### HOW TO COMPLETE THIS TASK
Identify all lines in the data containing the string "window". Copy them out.

<<<<

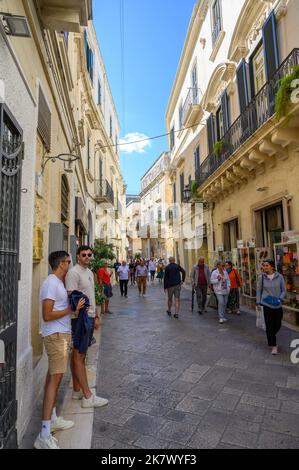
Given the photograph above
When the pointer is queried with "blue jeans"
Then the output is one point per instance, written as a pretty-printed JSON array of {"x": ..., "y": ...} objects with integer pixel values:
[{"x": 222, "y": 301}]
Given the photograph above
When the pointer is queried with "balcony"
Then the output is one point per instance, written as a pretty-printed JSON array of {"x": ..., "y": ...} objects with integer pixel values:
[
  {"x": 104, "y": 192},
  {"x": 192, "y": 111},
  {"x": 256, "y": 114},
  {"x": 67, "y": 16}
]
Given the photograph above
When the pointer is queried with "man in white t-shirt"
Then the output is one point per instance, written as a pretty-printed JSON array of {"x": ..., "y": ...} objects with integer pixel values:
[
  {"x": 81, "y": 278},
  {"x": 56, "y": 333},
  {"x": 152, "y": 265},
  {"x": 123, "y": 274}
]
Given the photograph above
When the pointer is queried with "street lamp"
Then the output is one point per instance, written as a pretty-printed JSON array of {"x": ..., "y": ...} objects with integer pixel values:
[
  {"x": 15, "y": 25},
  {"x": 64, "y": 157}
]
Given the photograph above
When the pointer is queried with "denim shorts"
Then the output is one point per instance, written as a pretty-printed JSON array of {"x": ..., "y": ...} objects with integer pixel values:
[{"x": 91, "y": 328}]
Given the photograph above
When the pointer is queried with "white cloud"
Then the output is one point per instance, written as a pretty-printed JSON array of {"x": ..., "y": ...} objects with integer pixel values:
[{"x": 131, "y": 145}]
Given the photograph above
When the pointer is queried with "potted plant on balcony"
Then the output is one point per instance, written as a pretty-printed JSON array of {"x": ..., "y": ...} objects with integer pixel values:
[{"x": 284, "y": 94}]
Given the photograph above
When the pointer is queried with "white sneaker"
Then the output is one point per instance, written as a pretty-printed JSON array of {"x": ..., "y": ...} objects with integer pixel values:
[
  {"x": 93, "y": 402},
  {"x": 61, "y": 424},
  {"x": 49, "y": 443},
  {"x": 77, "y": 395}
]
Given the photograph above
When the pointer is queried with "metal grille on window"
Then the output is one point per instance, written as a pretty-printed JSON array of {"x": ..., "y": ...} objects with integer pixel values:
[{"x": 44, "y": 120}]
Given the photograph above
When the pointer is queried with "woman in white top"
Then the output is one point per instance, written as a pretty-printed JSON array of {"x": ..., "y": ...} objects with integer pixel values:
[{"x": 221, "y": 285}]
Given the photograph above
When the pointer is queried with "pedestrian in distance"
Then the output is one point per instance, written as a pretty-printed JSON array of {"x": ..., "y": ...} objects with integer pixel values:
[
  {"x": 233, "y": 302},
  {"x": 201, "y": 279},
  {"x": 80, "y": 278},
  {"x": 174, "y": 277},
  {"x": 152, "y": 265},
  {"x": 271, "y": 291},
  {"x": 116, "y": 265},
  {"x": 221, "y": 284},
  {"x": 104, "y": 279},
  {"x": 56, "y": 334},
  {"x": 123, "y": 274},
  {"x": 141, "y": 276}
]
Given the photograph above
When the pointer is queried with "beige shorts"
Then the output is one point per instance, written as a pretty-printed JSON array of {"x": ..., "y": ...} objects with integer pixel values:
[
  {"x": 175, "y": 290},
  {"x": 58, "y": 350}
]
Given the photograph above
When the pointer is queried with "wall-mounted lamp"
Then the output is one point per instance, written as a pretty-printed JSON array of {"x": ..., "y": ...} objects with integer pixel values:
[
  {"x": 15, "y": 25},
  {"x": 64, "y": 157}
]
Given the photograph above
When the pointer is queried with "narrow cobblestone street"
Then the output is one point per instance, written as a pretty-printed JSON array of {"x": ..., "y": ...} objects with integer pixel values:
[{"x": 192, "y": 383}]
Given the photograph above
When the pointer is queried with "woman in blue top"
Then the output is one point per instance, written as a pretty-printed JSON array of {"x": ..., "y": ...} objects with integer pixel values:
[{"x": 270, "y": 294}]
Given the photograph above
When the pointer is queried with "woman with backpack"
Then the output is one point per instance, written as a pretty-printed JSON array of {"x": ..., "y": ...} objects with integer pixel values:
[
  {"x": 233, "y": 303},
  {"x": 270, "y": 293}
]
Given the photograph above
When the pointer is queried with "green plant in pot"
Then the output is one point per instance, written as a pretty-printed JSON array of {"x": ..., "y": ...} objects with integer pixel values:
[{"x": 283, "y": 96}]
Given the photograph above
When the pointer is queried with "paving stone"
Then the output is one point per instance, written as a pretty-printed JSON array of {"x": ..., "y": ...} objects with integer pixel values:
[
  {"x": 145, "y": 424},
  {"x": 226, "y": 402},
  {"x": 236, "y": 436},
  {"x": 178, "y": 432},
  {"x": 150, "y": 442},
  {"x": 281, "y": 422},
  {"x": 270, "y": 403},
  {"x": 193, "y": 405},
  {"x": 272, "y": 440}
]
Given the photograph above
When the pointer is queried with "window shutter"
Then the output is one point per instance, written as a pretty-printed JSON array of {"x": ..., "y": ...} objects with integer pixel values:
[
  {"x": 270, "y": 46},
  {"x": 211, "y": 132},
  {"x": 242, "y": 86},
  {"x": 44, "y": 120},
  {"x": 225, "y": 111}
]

>>>>

### YOUR RESPONSE
When the pointer is queried with "metal grille on window"
When the pointer is queried with "window shutter"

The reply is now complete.